_Brief_
An exact copy is required of the lines running from the one that contains "Each instance receives one point. Mark the cumulus" to the end of the material, both ends included, with pictures omitted.

_Information shown_

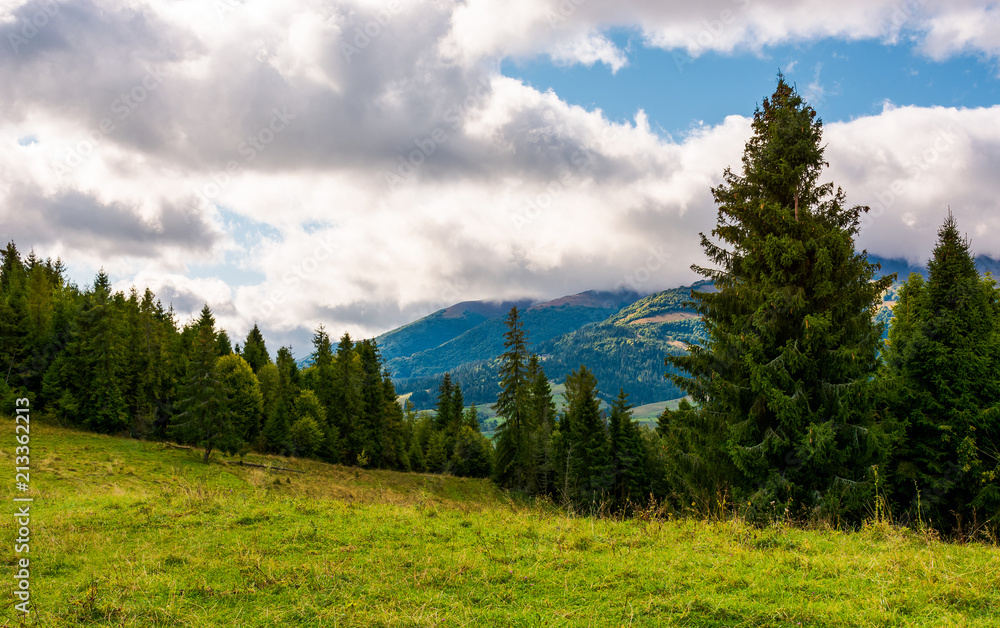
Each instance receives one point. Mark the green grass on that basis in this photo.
(134, 534)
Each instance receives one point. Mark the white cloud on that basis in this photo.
(394, 171)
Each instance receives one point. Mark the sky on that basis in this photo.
(360, 164)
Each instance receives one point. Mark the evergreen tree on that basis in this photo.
(277, 427)
(395, 453)
(348, 406)
(515, 460)
(307, 433)
(246, 400)
(14, 320)
(269, 388)
(373, 420)
(590, 462)
(941, 359)
(444, 416)
(785, 373)
(207, 418)
(627, 464)
(102, 403)
(542, 411)
(223, 345)
(255, 351)
(472, 455)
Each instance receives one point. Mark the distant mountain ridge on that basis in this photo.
(471, 332)
(622, 337)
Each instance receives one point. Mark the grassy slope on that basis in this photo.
(136, 534)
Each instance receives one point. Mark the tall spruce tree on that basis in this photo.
(590, 461)
(514, 461)
(254, 350)
(785, 373)
(542, 410)
(103, 404)
(627, 464)
(944, 345)
(347, 410)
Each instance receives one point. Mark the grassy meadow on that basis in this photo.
(140, 534)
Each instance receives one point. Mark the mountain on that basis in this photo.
(441, 326)
(621, 337)
(445, 347)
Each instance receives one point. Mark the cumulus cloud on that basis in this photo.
(397, 172)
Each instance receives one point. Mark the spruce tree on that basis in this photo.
(102, 334)
(514, 466)
(627, 464)
(944, 345)
(785, 374)
(347, 409)
(246, 399)
(207, 418)
(254, 350)
(444, 410)
(542, 411)
(590, 461)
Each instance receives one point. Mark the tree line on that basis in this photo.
(798, 404)
(116, 364)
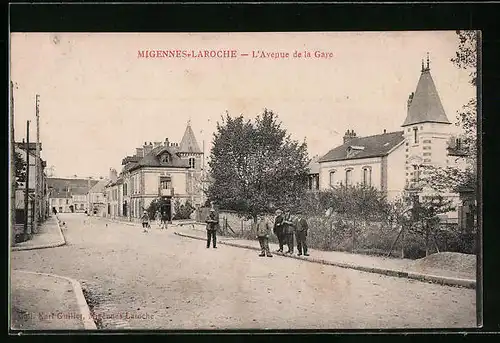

_Result for this task_
Each instance receives one point. Mark the cumulus cloud on that basis in this photo.
(397, 172)
Each instance receives one point. Mark the spruce tree on that basis in this photo.
(102, 334)
(514, 466)
(627, 464)
(944, 345)
(785, 374)
(347, 409)
(246, 399)
(207, 418)
(254, 350)
(444, 410)
(542, 411)
(590, 461)
Each instance receives one point. Mark the tree line on that basis in this photo.
(798, 404)
(116, 364)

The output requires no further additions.